***** EXCERPTED TEXT
Congratulations to John Brewer Eberly, Jr. for winning first place in our second annual Student Essay Contest. Below is his response to prompt #1.
The problem is to get [people] to reject irrational and supernatural explanations of the world, the demons that exist only in their imaginations, and to accept a social and intellectual apparatus, Science, as the only begetter of truth.
The words of Harvard geneticist Richard Lewontin join a familiar chorus. They echo in the strange temple of pop-philosophy built by Carl Sagan, Lawrence Krauss, Neil deGrasse Tyson, and Bill Nye, among others. Beyond that sanctum is an intellectual ghetto of cheap agnosticism, which robust atheism has vacated. Here the default position is “Scientism,” the crude amalgamation of philosophical naturalism, reductionistic materialism, and epistemological empiricism. Scientism claims that the natural world is all there is, that supernatural explanations of the world are irrational, that everything can be reduced to physical causes, and that the only things we can know as true are those which Science reveals—supported by evidence, submitted to experimentation, and reviewed by peers. Scientism promises human flourishing and freedom from outdated religious delusions.
**********
In the contest essay, what is Scientism called a crude amalgamation of?
***** PROVIDED MATERIAL
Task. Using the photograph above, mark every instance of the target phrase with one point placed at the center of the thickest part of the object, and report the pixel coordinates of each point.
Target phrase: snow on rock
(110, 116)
**********
## RESPONSE BOX
Philosophical naturalism, reductionistic materialism, and epistemological empiricism.